[Dataset entries]

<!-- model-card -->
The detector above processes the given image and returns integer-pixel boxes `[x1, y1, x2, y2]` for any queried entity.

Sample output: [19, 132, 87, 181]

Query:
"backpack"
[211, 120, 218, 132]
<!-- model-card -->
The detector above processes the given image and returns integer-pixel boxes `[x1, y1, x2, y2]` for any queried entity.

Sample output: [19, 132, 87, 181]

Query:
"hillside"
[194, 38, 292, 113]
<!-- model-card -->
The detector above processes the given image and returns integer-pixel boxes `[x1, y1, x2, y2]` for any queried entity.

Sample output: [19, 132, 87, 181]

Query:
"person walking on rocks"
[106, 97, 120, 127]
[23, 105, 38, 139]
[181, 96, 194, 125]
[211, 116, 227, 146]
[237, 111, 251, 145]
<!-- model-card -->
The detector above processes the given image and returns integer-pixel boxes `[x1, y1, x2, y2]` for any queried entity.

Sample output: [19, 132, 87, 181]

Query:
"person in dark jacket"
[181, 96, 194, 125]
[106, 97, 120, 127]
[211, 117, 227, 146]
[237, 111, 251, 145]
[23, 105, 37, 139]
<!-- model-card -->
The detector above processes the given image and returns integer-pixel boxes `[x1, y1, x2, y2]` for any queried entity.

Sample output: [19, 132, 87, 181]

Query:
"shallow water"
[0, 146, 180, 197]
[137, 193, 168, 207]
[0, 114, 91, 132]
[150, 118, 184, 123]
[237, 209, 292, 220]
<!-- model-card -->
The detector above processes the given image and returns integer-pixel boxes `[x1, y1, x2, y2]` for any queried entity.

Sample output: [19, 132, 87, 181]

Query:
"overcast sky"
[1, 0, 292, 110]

DIRECTIONS FOR THIS TASK - Set down each line exactly as it appears in the data.

RESULT OF THIS EXERCISE -
<!-- model-card -->
The detector above processes the given image and returns integer-pixel boxes `[x1, y1, x2, y2]` for any queried entity.

Sample output: [19, 132, 87, 181]

Query:
"backpack"
[211, 120, 218, 132]
<!-- model-card -->
The detector above processes the given image and returns integer-pixel boxes `[x1, y1, x2, y2]` for any queried entity.

Sample output: [19, 132, 87, 181]

Query:
"hillside"
[194, 38, 292, 113]
<!-- model-card -->
The detector above processes the given image and returns integer-pixel boxes `[x1, y1, x2, y2]` for any queried entity.

Sample output: [19, 132, 87, 181]

Query:
"person walking on rocks"
[106, 97, 120, 127]
[23, 105, 38, 139]
[181, 96, 194, 125]
[211, 116, 227, 146]
[237, 111, 251, 145]
<!-- model-card -->
The detector above processes the given image and returns integer-pixel boxes `[x1, y1, x2, y2]` for any queried entity.

Sample output: [19, 132, 87, 181]

Query:
"person in dark jacket"
[181, 96, 194, 125]
[106, 97, 120, 127]
[211, 117, 227, 146]
[237, 111, 251, 145]
[23, 105, 37, 139]
<!-- model-card -->
The detector above processes the given image and returns integer-pixel boxes `[x1, y1, x2, y2]` for any queried entity.

Sample output: [19, 132, 87, 181]

Query:
"shallow water"
[0, 146, 180, 197]
[137, 193, 168, 207]
[0, 114, 91, 132]
[150, 118, 184, 123]
[237, 209, 292, 220]
<!-- model-card -->
The detector above processes the given image and returns integer-pixel boxes `[x1, y1, x2, y2]` for any queried entity.

Sample output: [19, 132, 87, 181]

Query:
"overcast sky"
[1, 0, 292, 110]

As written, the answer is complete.